Dear
@FoxEye. Thank you for sharing with us all. Here's my brief story. TLDR: I'm a reasonable coder earning good money.
I've never applied fully myself until I was at University. Firstly, I thought I was gifted with IT skills and secondly I thought I could brown nose my way to the too of the corporate tree.
When I got to University, I realised that there were people who were just better at all of this stuff. And yet rather than apply myself and say, learn, I thought I could 'wing it'.
I finished University with a 2.2. I started in IT Support and through luck, met the Development manager. We got on and he gave me my first chance to learn C# / .Net Framework 1.1 back in the good old days. I moved into a developer role.
And I've been coding ever since. I'm not the best at it. I'm good at logic and problem solving. I'm good at prototyping and explaining what I'm trying to acheive to management.
Two companies ago, my eyes were opened on how Development 'could' be done. A team of 13. Developers, QAs, Product Owners, A Scrum Master. Sprints, review meetings, planning meetings. Automated building and deployment. Scalable hosting, serverless computing. It was coding poetry.
-- -- --
▸ **Exercise prompt**: According to the forum post, how many people were on the team the writer worked with two companies ago?

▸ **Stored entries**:
-- -- --
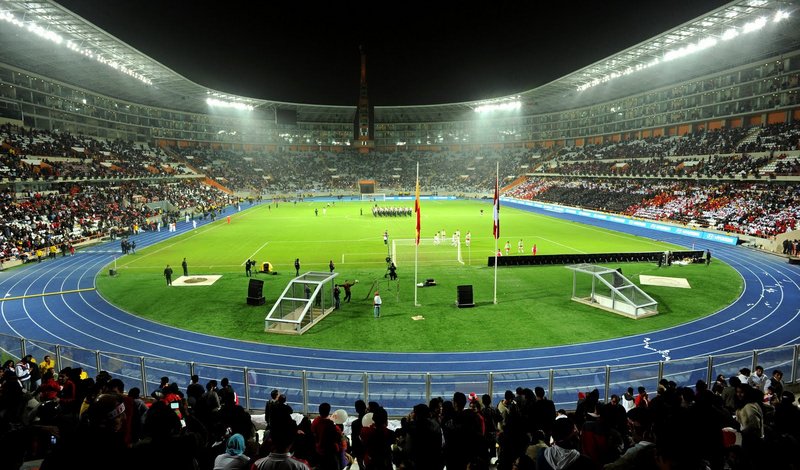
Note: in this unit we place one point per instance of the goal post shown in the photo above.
(429, 253)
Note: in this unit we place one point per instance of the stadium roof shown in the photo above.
(45, 38)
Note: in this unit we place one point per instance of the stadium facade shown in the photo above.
(736, 66)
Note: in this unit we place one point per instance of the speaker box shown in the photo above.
(464, 296)
(255, 288)
(254, 292)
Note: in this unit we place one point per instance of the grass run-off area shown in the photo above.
(533, 306)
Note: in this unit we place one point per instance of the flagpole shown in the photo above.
(416, 242)
(497, 225)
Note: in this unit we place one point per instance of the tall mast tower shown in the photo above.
(364, 116)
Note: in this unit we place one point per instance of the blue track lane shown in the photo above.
(766, 315)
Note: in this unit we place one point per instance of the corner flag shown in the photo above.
(496, 226)
(416, 206)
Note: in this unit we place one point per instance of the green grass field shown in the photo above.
(533, 303)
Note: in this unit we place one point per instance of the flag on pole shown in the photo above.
(496, 226)
(417, 209)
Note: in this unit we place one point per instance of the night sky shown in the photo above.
(417, 53)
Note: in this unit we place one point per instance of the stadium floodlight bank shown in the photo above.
(608, 289)
(305, 302)
(430, 253)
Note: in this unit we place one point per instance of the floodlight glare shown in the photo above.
(507, 106)
(708, 42)
(71, 45)
(229, 104)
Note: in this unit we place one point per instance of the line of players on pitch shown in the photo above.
(455, 240)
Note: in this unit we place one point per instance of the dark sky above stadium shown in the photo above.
(417, 52)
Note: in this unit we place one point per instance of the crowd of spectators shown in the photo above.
(67, 213)
(67, 419)
(77, 213)
(724, 141)
(38, 154)
(756, 209)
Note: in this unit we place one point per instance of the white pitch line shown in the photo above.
(254, 254)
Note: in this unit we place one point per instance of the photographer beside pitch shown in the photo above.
(346, 286)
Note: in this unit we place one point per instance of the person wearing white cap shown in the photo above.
(376, 302)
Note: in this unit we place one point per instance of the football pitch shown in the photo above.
(533, 306)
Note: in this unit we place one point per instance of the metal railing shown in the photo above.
(399, 392)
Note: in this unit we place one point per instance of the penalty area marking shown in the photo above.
(31, 296)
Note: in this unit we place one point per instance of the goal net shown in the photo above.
(430, 253)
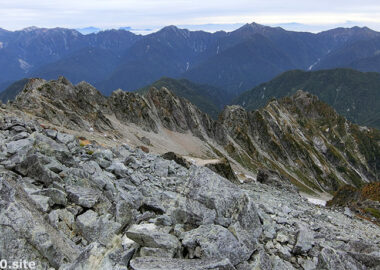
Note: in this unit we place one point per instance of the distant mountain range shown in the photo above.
(353, 94)
(231, 61)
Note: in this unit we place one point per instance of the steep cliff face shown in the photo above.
(299, 137)
(307, 141)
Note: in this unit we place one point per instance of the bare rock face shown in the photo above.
(66, 206)
(223, 168)
(300, 138)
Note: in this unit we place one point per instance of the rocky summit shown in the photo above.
(78, 190)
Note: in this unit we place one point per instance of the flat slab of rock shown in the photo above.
(215, 241)
(148, 235)
(85, 197)
(152, 263)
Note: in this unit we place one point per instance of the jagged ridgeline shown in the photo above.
(353, 94)
(299, 138)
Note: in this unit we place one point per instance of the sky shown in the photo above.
(150, 15)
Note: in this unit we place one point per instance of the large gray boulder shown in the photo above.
(97, 228)
(214, 241)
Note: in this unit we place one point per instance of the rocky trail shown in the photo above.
(66, 205)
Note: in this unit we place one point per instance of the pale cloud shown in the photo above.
(317, 15)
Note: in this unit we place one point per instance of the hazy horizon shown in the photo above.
(211, 16)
-- -- --
▸ **Response**: The team had 13 people.